[Task to carry out]
Restate each of the lines given below, word for word.
+ + + + +
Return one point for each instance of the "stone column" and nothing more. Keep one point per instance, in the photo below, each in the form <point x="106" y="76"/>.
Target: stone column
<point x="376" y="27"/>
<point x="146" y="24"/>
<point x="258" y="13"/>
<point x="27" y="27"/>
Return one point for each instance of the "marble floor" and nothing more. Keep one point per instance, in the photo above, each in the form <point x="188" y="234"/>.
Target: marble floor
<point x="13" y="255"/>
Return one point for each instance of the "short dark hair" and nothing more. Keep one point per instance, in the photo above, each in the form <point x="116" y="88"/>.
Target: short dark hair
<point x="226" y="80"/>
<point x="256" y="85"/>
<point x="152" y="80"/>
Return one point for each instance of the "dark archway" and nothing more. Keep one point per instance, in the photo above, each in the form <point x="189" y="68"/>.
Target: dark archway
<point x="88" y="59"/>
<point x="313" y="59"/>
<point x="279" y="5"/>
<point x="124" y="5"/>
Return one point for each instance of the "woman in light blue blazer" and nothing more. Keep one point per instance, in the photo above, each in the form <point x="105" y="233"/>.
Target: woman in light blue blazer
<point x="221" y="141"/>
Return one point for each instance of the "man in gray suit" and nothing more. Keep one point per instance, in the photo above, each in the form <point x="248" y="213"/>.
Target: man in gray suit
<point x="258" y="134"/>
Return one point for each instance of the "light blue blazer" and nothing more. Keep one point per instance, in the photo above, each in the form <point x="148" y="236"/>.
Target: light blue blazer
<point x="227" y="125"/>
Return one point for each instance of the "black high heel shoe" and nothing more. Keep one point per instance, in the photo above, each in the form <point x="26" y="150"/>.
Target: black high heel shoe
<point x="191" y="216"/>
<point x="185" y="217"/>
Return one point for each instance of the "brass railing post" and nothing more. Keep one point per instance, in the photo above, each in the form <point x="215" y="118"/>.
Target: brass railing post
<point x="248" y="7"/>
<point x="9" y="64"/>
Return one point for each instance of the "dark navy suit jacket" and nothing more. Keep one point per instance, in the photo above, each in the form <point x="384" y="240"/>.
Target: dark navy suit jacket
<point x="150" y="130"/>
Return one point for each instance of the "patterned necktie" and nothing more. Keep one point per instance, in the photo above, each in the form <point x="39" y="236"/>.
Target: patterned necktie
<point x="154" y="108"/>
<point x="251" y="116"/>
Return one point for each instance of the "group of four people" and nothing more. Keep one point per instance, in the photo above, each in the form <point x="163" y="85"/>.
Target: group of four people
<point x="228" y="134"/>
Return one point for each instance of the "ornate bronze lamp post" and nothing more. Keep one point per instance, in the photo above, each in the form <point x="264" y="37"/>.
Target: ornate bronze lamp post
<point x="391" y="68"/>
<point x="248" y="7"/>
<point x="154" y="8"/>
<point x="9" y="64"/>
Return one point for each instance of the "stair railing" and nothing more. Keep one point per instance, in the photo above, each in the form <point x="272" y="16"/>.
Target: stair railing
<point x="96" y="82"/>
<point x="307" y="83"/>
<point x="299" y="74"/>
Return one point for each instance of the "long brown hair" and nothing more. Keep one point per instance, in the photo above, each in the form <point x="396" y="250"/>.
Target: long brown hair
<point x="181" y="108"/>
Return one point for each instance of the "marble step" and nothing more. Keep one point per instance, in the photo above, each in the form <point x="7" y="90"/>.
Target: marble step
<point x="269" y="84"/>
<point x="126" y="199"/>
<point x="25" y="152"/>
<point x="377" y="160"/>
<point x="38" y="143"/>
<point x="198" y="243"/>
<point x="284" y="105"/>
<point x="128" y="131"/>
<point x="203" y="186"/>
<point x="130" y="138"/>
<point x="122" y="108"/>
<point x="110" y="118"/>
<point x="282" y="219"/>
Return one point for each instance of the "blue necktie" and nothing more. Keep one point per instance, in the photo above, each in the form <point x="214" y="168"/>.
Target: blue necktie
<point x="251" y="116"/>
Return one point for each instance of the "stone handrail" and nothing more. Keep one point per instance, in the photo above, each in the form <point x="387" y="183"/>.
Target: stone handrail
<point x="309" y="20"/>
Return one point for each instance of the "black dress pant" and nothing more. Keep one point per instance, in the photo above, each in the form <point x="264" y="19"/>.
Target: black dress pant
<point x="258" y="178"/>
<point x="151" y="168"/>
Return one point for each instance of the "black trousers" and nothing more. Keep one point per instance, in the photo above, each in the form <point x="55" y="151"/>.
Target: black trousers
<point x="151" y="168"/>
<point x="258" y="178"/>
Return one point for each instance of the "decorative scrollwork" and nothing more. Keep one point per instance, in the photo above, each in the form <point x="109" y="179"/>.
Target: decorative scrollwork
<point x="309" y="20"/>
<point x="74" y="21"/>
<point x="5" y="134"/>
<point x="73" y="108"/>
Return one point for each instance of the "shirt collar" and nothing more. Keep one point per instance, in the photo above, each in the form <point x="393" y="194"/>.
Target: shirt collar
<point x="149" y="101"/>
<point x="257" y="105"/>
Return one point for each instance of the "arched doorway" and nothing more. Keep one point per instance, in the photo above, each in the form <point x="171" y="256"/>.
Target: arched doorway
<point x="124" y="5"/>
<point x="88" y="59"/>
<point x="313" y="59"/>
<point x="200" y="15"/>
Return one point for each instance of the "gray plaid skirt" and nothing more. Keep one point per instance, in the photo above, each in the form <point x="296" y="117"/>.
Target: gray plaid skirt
+ + + + +
[Response for this exercise]
Return one point for each instance of the "stone column" and nothing more. Keep one point per instance, in the photo below, each in the form <point x="106" y="76"/>.
Target: stone column
<point x="376" y="27"/>
<point x="146" y="24"/>
<point x="258" y="13"/>
<point x="27" y="27"/>
Return one point for each instance of the "marble floor" and nothing more. Keep one point per instance, in the photo above, each in the form <point x="188" y="234"/>.
Target: marble floor
<point x="13" y="255"/>
Return one point for each instance of the "short dark hair" and nothing more. Keep one point per instance, in the photo above, each in the form <point x="116" y="88"/>.
Target: short dark hair
<point x="226" y="80"/>
<point x="256" y="85"/>
<point x="152" y="80"/>
Return one point for each instance of the "dark archway" and nothing more. Keep one point per instance, in the photo above, each in the form <point x="189" y="68"/>.
Target: dark archway
<point x="88" y="59"/>
<point x="313" y="59"/>
<point x="279" y="5"/>
<point x="124" y="5"/>
Return one point for each instance of the "woman in light blue blazer" and nothing more. Keep one point per instance, in the photo above, each in the form <point x="105" y="233"/>.
Target: woman in light blue blazer
<point x="221" y="141"/>
Return one point for each instance of the "man in gray suit" and nothing more. Keep one point per instance, in the photo above, each in the form <point x="248" y="213"/>.
Target: man in gray suit
<point x="258" y="134"/>
Return one point for each instance of the "light blue blazer" and nothing more. Keep one point per instance, in the photo above, each in the form <point x="148" y="236"/>.
Target: light blue blazer
<point x="227" y="125"/>
Return one point for each instance of the "black high heel shoe" and nothing more. Keep one point per instance, in the photo above, each in the form <point x="26" y="150"/>.
Target: black high heel shoe
<point x="191" y="216"/>
<point x="185" y="217"/>
Return one point for each instance of the "brass railing post" and nothing more. Keep one point per instance, in the photo above, each in the form <point x="215" y="118"/>.
Target: brass railing post
<point x="248" y="7"/>
<point x="9" y="64"/>
Return one point for each instance of the "dark navy suit jacket" and nothing more. Keep one point per instance, in the photo above, each in the form <point x="384" y="240"/>.
Target: dark navy suit jacket
<point x="150" y="130"/>
Return one point for each instance of the "patterned necktie" and nothing more. Keep one point per instance, in the photo above, each in the form <point x="39" y="236"/>.
Target: patterned necktie
<point x="154" y="108"/>
<point x="251" y="116"/>
Return one point for each instance of the "group of four people" and nothing more. Keep one point per instance, in the photo above, each in the form <point x="163" y="85"/>.
Target: group of four people
<point x="228" y="134"/>
Return one point for each instance of the "ornate bronze lamp post" and nothing more. Keep one point per instance, in the photo above, each in the form <point x="264" y="37"/>.
Target: ornate bronze lamp post
<point x="391" y="68"/>
<point x="248" y="7"/>
<point x="154" y="8"/>
<point x="9" y="64"/>
Return one point for each instance of the "stair railing" and nothing more. Keep one point per instance, in the photo above, each in the form <point x="272" y="16"/>.
Target: stair railing
<point x="96" y="82"/>
<point x="307" y="83"/>
<point x="299" y="74"/>
Return one point for each instance of the "long brown hair" and nothing more. Keep one point per instance, in the photo above, each in the form <point x="396" y="250"/>.
Target: long brown hair
<point x="181" y="108"/>
Return one point for each instance of the "marble step" and nothing more. Keep one point per instance, in the photo above, each in the form <point x="7" y="90"/>.
Target: marble step
<point x="269" y="84"/>
<point x="126" y="199"/>
<point x="25" y="152"/>
<point x="377" y="160"/>
<point x="38" y="143"/>
<point x="198" y="243"/>
<point x="284" y="105"/>
<point x="128" y="131"/>
<point x="203" y="186"/>
<point x="130" y="138"/>
<point x="122" y="108"/>
<point x="110" y="118"/>
<point x="282" y="219"/>
Return one point for each instance of the "blue necktie" and nothing more. Keep one point per instance, in the photo above, each in the form <point x="214" y="168"/>.
Target: blue necktie
<point x="251" y="116"/>
Return one point for each instance of the "stone handrail" and nothing more. Keep one point per instance, in the photo above, each in the form <point x="387" y="183"/>.
Target: stone handrail
<point x="309" y="20"/>
Return one point for each instance of the "black dress pant" and nothing more. Keep one point per instance, in the photo above, each in the form <point x="264" y="19"/>.
Target: black dress pant
<point x="258" y="178"/>
<point x="151" y="168"/>
Return one point for each instance of the "black trousers" and nothing more. Keep one point per instance, in the photo above, each in the form <point x="55" y="151"/>.
Target: black trousers
<point x="151" y="168"/>
<point x="258" y="178"/>
Return one point for each instance of the "decorative scrollwork" and nothing more. Keep one point per instance, in the photo above, each in the form <point x="109" y="179"/>.
Target: decorative scrollwork
<point x="309" y="20"/>
<point x="74" y="21"/>
<point x="5" y="134"/>
<point x="73" y="108"/>
Return one point for each instance of the "shirt collar" and nothing more. Keep one point per instance, in the photo above, each in the form <point x="393" y="194"/>.
Target: shirt collar
<point x="149" y="101"/>
<point x="257" y="105"/>
Return one point for each instance of the "arched doorway" and nothing more. Keep one point per instance, in the photo above, each in the form <point x="171" y="256"/>.
Target: arched doorway
<point x="124" y="5"/>
<point x="88" y="59"/>
<point x="313" y="59"/>
<point x="200" y="15"/>
Return one point for each instance of the "gray plaid skirt" and nothing more. Keep one point per instance, in the photo above, each in the form <point x="296" y="117"/>.
Target: gray plaid skirt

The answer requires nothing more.